=== Section Start ===

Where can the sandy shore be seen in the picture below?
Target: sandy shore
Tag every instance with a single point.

=== Section End ===
=== Section Start ===

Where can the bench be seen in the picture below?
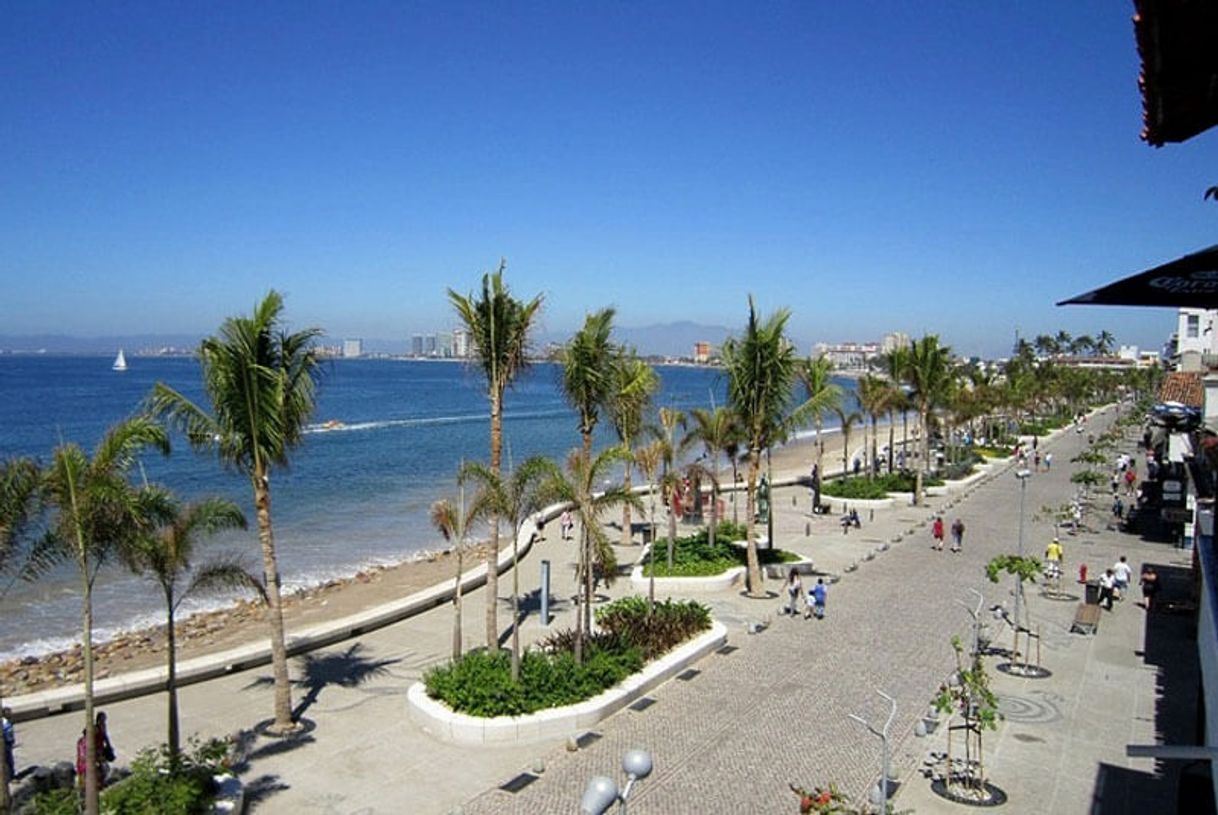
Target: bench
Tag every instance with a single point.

=== Section End ===
=== Section Start ===

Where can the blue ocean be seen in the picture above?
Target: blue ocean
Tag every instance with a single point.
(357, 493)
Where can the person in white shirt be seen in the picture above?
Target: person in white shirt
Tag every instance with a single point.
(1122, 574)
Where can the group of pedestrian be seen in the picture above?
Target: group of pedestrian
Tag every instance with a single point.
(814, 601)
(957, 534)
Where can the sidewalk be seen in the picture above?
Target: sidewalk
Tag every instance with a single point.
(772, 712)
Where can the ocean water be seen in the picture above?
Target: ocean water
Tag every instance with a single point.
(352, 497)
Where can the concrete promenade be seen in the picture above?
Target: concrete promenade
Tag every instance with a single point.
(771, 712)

=== Section End ===

# Task directions:
Across all the entries, count the lines that contain the word "ocean" and give the number by itself.

# The answer:
4